Analyzing Creator Mode and Game Mode

In this review, we posted every graph with both the Creator Mode results (as default) and the Game Mode results (as 1950X-GM) for the Threadripper 1950X. There were a number of trends worth pointing out.

The first big answer is that in (almost) every multi threaded benchmark that relied on all the threads pushing out data, Game Mode scored considerably less than Creator Mode. In our test suite, I earmarked 19 different tests that are designed to scale with thread count, and the results ranged from +1% (Octane) down to -48% (Corona) and -45% (LuxMark). To summarize, anything that wanted serious throughput, Game Mode was not the right mode to be in. But anyone could have told you that.

→ Stored data
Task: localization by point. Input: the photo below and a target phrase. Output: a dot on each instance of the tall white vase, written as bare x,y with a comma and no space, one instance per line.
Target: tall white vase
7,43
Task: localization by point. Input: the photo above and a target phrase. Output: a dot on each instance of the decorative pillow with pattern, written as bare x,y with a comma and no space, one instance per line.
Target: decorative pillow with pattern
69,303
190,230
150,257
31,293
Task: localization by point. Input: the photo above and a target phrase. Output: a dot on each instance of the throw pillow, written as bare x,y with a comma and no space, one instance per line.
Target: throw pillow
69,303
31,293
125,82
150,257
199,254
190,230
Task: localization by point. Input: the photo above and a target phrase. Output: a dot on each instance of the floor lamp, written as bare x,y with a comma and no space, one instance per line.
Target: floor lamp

* * *

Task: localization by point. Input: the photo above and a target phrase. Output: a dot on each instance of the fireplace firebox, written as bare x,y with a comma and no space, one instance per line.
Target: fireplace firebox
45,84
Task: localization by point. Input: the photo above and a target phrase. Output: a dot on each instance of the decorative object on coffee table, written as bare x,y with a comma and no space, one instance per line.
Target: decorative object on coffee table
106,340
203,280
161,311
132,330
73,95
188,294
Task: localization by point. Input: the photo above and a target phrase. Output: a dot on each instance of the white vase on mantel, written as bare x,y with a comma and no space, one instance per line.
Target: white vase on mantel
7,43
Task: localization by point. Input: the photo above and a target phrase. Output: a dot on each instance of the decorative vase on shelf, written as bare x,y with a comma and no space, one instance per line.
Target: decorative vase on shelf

→ Brief
Write the next part of the section analyzing Creator Mode and Game Mode on the Threadripper 1950X, starting after its last sentence.

→ Exercise answer
The next element is the single threaded tests in the suite. There are 10 of these if we include the four legacy benchmarks, and for the most part these are all within 5% of the Creator Mode results – some are above and some are below, but nothing majorly drastic. Two of the benchmarks, however, did get significant jumps from using Game Mode: Dolphin (+9%) and Agisoft Stage 3 (+38%). Agisoft is probably a hollow victory as overall that test only gains by 1%.

We do run a few variable threaded loads, and the results here really depend on how much of a parallel task it is. As stated before, Agisoft goes up 1%, and perhaps surprisingly our Compile benchmark goes down 14%. One would have thought that the faster memory latency of Game Mode might counteract the lack of threads, especially when the L3 victim cache is of little use, but overall it would seem that our compile test likes the threads instead. WinRAR is a known memory-loving test, so Game Mode picked up a 3% win, and the web benchmarks that are variable threaded such as WebXPRT also picked up a 9% win.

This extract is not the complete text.